OS Caching Reviews

Class Summary: Abhishek Chandra and Michael Bradshaw

Cooperative Caching

Cooperative Caching is a technique used by LAN's to take advantage of the greater transfer speed of data oer the network rather than from a disk acess. In these circumstances we can imagine the total cache of the LAN as one unified cache. There are two main techniques that distinguish algorithms to deal with the global cache. One is the centralized algorithms in which all data on the cache is located in some centralized server. At this point cache misses consult the server for possible locations for block locations. Another method of caching is decentralized algorithms. These algorithms are usually less accurate than their centralized cousins. However, decentralized algorithms do not place a direct burden on a centralized server and therefore tend to scale better. Questions concerning consistence have been largely ignored here. However, most forms of cooperative cache use a write through algorithm and implement a lock on the file for writers.

While the algorithms here use very specified techniques we can find 'close cousins' in other areas of computer science. In cooperative caching we find a similarity to victim caches which store blocks after the local CPU thinks that they are done with it. Cooperative caching is also comparable to the idea of shared memory found in multiprocessors. Each processor tries to use it's memory without hurting the other processors. Finally we can draw a parallel to the workings of load balancing and the determination of where to place blocks in the global cache.

Application Controlled Prefetching and Caching

Application controlled prefetching and caching allows applications to do local prefetching and caching based on the information they have about their future reference streams. The algorithm also uses a global cache management policy which uses the global cache intelligently. In doing so, it uses a hierarchical algorithm which segregates the global behavior from the local behavior, thus ensuring fairness and isolation. Further, it incorporates batching in disk scheduling to amortize costs over a number of prefetch requests, enabling faster prefetches.

The algorithm has some underlying similarities to other areas. For instance, the cache replacement and prefetching issues are very similar to those seen in virtual memory management, in particular, demand paging and swapping. The algorithm also uses prediction for future access patterns, which is an underlying theme in fields like architecture, where branch prediction and cache hit prediction are important issues. Web caching also tries to predict future access patterns of various URLs or web objects. Further, the global algorithm is similar to many scheduling algorithms which try to ensure fairness and isolation while trying to improve the overall system performance.


Reviews

Paper: Efficient Cooperative Caching Using Hints


Reviewer: Vijay Sundaram

This paper presents a low-overhead decentralized algorithm (no managers, Hint maintenance) for cooperative caching with performance comparable to existing centralized algorithms (N-chance, GMS), namely the Hint-based algorithm. The key features of this algorithm are that as the clients do local hint look up when facing a local cache miss the manager overhead is decreased, at the cost of maintaining local hints, and there isn't even a need to maintain global state as is there in existing cooperative caching algorithms.

N-chance and GMS (Global Memory Service) require that the manager be contacted for Duplicate Avoidance. The replacement policies used by existing cooperative caching algorithms are either random target-client(N-chance) or require that the manager be contacted(GMS), whereas the Hint-based algorithm uses the Best Guess LRU approach, this has the advantage of reducing the manager overhead, is not completely random and also does not need maintenance of global state. Also any deviations from the globally LRU block are masked by implementing Discard cache in the Server. In existing algorithms the server cache is the traditional cache whereas in the Hint-based algorithm the server cache is used as the Discard cache. The blocks in the discard cache are replaced in global LRU order. Thus the discard cache serves as a buffer to hold potential replacement mistakes.

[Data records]
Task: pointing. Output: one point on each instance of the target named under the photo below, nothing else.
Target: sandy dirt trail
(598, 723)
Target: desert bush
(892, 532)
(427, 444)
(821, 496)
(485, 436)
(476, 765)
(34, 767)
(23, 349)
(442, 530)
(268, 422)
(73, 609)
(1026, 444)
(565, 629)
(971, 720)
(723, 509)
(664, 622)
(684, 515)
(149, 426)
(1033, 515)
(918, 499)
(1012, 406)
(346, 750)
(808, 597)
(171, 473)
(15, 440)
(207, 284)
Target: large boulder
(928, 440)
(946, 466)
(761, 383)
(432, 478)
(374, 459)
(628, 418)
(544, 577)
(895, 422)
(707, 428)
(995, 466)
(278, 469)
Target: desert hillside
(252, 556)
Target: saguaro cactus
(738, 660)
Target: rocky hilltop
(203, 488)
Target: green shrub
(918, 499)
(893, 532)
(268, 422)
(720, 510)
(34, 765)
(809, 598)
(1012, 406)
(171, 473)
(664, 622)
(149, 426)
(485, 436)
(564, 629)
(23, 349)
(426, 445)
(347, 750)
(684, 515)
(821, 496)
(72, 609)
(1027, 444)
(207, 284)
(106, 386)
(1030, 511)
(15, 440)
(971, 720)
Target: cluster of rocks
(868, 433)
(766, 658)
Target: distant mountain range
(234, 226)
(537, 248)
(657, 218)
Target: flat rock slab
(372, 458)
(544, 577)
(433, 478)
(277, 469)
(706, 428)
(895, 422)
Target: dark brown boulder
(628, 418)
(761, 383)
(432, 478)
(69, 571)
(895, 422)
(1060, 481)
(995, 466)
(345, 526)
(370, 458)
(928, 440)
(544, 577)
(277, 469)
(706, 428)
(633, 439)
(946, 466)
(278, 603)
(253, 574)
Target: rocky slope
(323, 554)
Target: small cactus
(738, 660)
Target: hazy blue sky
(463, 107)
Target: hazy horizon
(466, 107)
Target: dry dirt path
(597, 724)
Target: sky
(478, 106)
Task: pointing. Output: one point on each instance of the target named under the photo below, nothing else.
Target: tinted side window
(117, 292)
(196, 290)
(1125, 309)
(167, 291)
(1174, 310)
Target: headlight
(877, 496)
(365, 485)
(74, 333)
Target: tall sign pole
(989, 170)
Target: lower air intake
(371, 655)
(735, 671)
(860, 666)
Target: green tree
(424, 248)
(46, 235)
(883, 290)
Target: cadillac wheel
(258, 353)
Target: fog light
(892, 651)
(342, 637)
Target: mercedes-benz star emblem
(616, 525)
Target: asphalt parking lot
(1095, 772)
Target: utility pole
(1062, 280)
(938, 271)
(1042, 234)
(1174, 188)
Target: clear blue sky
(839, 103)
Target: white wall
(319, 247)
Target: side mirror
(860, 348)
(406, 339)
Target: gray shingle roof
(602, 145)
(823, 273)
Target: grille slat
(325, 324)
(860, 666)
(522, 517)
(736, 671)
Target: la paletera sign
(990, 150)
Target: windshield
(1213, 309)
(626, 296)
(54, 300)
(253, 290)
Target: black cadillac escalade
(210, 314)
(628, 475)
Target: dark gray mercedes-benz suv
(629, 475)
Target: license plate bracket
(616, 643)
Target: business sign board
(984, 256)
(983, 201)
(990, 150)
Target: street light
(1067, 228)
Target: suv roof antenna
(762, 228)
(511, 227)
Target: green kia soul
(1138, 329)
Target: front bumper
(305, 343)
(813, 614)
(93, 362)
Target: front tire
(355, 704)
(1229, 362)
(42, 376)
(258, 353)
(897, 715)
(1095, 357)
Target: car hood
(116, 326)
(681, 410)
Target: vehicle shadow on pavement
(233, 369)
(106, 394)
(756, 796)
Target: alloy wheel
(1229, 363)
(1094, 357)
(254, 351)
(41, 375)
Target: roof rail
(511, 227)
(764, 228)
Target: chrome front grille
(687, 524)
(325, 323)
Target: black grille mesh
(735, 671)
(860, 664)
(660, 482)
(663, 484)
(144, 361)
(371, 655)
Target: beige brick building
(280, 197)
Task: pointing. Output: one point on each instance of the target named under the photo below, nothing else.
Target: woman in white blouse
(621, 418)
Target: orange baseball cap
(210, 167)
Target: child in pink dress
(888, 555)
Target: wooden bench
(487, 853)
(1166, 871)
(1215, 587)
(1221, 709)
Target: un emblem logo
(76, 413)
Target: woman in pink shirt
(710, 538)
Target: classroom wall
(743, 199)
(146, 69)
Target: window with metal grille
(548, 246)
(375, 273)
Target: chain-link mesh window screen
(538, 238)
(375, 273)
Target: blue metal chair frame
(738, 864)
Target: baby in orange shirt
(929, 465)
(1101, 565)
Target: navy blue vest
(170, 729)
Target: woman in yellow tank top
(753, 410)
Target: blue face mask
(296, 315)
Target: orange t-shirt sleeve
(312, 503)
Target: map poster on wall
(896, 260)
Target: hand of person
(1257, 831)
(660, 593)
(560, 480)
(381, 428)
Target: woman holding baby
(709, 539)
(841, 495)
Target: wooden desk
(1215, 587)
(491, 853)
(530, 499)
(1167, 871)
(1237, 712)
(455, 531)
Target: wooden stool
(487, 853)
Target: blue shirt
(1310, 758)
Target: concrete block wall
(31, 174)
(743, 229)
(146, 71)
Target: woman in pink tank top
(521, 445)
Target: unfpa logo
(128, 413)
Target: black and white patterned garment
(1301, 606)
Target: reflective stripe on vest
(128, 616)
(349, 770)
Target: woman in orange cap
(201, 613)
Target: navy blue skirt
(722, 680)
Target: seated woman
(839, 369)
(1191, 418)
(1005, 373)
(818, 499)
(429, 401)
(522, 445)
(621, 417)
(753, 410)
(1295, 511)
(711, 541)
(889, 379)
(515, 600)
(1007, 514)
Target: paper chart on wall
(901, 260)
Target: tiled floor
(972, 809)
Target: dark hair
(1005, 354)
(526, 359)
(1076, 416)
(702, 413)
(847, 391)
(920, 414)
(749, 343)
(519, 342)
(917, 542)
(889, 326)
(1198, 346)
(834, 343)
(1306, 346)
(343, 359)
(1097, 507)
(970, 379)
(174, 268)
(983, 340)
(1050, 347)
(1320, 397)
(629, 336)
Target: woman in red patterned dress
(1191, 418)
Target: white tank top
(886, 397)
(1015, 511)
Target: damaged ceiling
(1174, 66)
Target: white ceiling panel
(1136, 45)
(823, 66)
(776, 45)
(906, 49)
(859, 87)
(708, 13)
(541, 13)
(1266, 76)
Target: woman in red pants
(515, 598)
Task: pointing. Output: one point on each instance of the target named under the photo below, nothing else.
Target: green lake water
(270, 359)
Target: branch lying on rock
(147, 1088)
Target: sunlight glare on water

▸ **DO THIS**
Write the next part of the text on OS caching reviews, picking up after its last sentence. The data is separate material and is not part of the text on OS caching.

▸ **WRITTEN REPLY**
One drawback of file-based consistency (used in the Hint-based algorithm) is that it does not handle concurrent write-sharing of a file by multiple clients as efficiently as block-based consistency (used in N-chance). Also as the paper mentions if several clients share a working set of blocks larger than the cooperative cache, the algorithm will not be effective as then there would be excessive forwarding of requests.

The key contribution of the paper is towards removing the centralized control of the cooperative cache, thus reducing manager overhead and relying on local hints rather than facts thus nullifying the need for maintaining global state. Overall I would rate the paper as well written and easy to understand. The key contributions and drawbacks of the scheme proposed in the paper have been outlined above.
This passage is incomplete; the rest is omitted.